• **YOUR TASK**:
Reproduce the line that holds "TARGET: man standing" together with all the lines after it up to the end of the entries.

BEGIN DATA FOR PROCESSING

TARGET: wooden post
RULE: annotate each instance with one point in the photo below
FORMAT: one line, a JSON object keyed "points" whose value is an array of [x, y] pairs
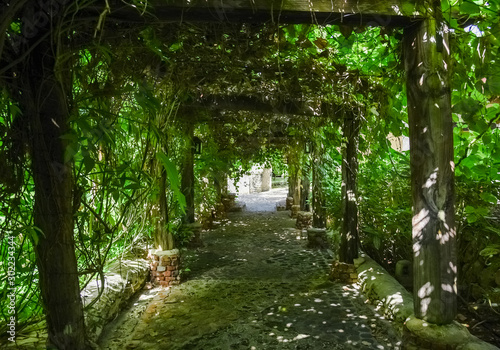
{"points": [[187, 180], [295, 174], [305, 184], [45, 105], [317, 190], [426, 50], [349, 240]]}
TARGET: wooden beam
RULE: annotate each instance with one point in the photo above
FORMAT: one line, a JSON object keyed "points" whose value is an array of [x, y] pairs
{"points": [[396, 13], [426, 51], [261, 105]]}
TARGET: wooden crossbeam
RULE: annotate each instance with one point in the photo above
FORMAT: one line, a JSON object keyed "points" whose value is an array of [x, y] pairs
{"points": [[396, 13], [260, 105]]}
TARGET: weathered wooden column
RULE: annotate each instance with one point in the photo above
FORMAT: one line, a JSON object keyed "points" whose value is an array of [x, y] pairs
{"points": [[294, 177], [426, 50], [187, 179], [349, 240], [44, 100], [305, 183], [317, 189]]}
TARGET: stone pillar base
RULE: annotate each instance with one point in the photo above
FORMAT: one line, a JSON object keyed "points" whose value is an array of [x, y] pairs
{"points": [[345, 273], [316, 238], [165, 267]]}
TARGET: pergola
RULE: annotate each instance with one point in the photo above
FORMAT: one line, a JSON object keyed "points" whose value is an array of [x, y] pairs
{"points": [[426, 53]]}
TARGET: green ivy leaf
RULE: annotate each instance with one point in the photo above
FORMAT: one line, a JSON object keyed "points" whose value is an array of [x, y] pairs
{"points": [[488, 197]]}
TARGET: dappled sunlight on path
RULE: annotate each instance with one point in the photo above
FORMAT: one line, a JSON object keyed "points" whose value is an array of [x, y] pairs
{"points": [[254, 285]]}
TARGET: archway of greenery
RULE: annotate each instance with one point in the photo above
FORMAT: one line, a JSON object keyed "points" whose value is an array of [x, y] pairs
{"points": [[121, 103]]}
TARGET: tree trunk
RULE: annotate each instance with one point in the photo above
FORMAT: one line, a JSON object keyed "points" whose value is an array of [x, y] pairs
{"points": [[317, 190], [426, 48], [46, 106], [187, 180], [349, 240]]}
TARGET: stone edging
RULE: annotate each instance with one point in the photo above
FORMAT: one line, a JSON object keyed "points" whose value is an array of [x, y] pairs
{"points": [[385, 291], [124, 279]]}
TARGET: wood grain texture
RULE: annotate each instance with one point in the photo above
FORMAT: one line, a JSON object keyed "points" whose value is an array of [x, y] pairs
{"points": [[426, 52], [361, 12], [349, 242]]}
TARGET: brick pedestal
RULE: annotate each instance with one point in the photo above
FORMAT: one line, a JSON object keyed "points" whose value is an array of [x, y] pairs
{"points": [[165, 267], [345, 273]]}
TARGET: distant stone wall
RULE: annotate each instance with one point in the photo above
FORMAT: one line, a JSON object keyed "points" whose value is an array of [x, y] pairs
{"points": [[257, 180]]}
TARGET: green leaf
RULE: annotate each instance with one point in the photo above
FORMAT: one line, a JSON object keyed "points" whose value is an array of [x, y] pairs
{"points": [[491, 250], [468, 7], [133, 186], [488, 197], [173, 178]]}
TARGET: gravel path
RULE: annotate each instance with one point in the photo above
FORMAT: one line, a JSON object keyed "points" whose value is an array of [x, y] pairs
{"points": [[254, 285]]}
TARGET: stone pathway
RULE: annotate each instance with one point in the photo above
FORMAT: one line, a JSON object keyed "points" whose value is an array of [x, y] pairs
{"points": [[254, 285], [263, 201]]}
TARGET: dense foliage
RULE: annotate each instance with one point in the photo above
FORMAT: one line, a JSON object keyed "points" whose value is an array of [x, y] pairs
{"points": [[133, 99]]}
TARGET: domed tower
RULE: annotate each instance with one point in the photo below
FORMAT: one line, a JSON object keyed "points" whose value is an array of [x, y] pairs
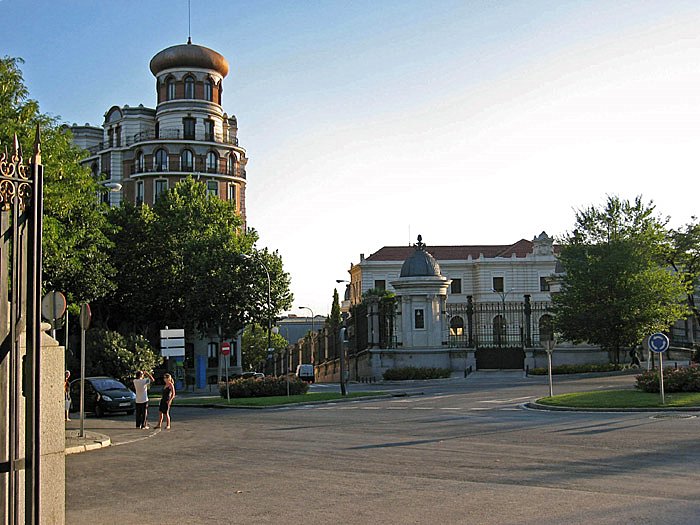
{"points": [[147, 151], [422, 292]]}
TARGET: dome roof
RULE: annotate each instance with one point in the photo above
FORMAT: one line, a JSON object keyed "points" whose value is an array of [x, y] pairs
{"points": [[189, 55], [420, 263]]}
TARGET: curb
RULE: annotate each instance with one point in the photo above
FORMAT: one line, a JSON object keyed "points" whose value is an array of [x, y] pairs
{"points": [[91, 441], [534, 405]]}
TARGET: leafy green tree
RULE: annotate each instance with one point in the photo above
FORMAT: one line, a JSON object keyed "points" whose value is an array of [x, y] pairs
{"points": [[617, 287], [255, 346], [685, 259], [187, 262], [112, 354], [74, 243]]}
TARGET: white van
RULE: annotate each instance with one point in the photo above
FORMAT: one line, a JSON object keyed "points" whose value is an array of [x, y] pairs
{"points": [[305, 373]]}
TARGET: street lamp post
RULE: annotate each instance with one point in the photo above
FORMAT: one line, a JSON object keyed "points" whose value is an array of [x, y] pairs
{"points": [[269, 301], [312, 331], [503, 296]]}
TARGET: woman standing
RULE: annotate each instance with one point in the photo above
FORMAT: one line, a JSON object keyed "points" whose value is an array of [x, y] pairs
{"points": [[165, 401]]}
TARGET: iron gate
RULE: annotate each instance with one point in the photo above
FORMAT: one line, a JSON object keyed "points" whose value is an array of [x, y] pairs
{"points": [[21, 209]]}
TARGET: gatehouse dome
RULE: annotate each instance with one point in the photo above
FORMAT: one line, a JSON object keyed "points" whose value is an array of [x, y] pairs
{"points": [[420, 263], [186, 56]]}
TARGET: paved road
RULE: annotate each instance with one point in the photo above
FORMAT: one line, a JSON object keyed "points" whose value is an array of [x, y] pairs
{"points": [[462, 452]]}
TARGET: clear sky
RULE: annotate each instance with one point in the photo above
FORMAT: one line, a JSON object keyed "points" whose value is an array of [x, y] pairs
{"points": [[368, 122]]}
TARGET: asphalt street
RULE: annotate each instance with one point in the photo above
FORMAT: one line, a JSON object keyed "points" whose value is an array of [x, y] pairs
{"points": [[453, 451]]}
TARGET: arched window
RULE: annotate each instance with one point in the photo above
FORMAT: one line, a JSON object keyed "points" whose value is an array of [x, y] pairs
{"points": [[212, 162], [546, 328], [160, 160], [186, 160], [231, 164], [189, 87], [140, 163], [499, 330], [457, 326], [170, 89]]}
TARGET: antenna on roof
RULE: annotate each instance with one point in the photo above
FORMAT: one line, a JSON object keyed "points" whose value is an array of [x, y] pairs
{"points": [[189, 22]]}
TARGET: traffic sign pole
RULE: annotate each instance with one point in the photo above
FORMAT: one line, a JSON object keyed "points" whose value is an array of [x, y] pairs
{"points": [[659, 343]]}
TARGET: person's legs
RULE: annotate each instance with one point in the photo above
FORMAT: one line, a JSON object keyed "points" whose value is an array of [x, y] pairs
{"points": [[140, 415]]}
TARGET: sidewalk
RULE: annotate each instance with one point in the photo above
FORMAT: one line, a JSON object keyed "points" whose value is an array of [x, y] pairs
{"points": [[91, 441]]}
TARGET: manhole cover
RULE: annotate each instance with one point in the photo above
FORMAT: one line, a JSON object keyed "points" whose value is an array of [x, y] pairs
{"points": [[672, 416]]}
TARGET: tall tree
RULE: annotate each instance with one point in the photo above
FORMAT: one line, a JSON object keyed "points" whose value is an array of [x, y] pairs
{"points": [[685, 259], [617, 287], [255, 346], [188, 262], [75, 260]]}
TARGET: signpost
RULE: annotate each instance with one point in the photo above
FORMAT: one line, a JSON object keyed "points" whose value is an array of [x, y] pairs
{"points": [[658, 343], [549, 348], [226, 351], [85, 317]]}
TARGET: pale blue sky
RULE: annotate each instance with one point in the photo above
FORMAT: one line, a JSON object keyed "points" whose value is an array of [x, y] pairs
{"points": [[469, 122]]}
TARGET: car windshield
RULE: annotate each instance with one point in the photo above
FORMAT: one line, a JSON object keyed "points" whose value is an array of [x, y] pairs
{"points": [[107, 384]]}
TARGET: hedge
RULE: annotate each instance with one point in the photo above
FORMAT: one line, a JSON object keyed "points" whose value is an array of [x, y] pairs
{"points": [[410, 372], [263, 387]]}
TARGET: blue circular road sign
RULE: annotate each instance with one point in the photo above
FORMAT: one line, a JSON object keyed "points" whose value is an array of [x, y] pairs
{"points": [[658, 342]]}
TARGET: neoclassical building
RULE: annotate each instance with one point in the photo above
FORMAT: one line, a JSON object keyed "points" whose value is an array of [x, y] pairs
{"points": [[458, 307], [141, 152], [144, 151]]}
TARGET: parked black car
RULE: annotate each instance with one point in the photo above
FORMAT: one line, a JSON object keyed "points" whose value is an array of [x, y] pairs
{"points": [[103, 395]]}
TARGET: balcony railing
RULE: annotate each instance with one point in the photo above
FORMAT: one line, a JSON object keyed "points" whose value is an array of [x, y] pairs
{"points": [[178, 168], [168, 134]]}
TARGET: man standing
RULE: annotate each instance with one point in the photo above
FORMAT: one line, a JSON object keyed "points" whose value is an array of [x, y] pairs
{"points": [[141, 389]]}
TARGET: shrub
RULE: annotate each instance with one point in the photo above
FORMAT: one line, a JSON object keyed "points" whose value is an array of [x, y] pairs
{"points": [[577, 369], [411, 372], [262, 387], [675, 380]]}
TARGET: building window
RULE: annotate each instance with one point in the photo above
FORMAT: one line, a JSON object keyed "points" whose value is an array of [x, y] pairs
{"points": [[161, 160], [189, 87], [140, 162], [212, 162], [170, 89], [139, 192], [186, 160], [209, 130], [159, 186], [213, 355], [188, 128], [457, 326], [418, 319], [499, 330], [498, 284], [232, 194]]}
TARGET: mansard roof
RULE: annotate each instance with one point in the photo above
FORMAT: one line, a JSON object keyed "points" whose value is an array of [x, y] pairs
{"points": [[522, 248]]}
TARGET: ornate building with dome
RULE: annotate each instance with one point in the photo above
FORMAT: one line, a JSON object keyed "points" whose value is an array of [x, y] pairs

END DATA FOR PROCESSING

• **CORRECT ANSWER**:
TARGET: man standing
RULE: annotate each instance with one point in the photo above
FORMAT: one line, a JSON object keyed "points" whose value is an array of [x, y] pairs
{"points": [[141, 389]]}
TARGET: shrub
RULE: annotate each instance with one point in the photo above
FORMAT: one line, a JSON object keyed "points" whose value is an array of [x, y] pairs
{"points": [[577, 369], [411, 372], [262, 387], [675, 380]]}
TARGET: building window
RULE: annotate each instance with one point in the photo above
FORMAT: one line, a JSON object keyed "points" whose value is an array of [x, y] pairs
{"points": [[161, 160], [189, 87], [140, 162], [212, 162], [170, 89], [139, 192], [186, 160], [209, 130], [159, 186], [213, 355], [188, 128], [457, 326], [418, 319], [499, 330], [498, 284], [232, 194]]}
TARGET: mansard roof
RULE: annotate each instance with one point in the photo above
FORMAT: one line, a JSON object keyed "points" whose value is an array of [x, y] pairs
{"points": [[522, 248]]}
TARGET: ornate building with dome
RULE: annotate each instance with one point in the photo above
FORMAT: one line, a JSON object keyed "points" whose value is an array of [x, y] pairs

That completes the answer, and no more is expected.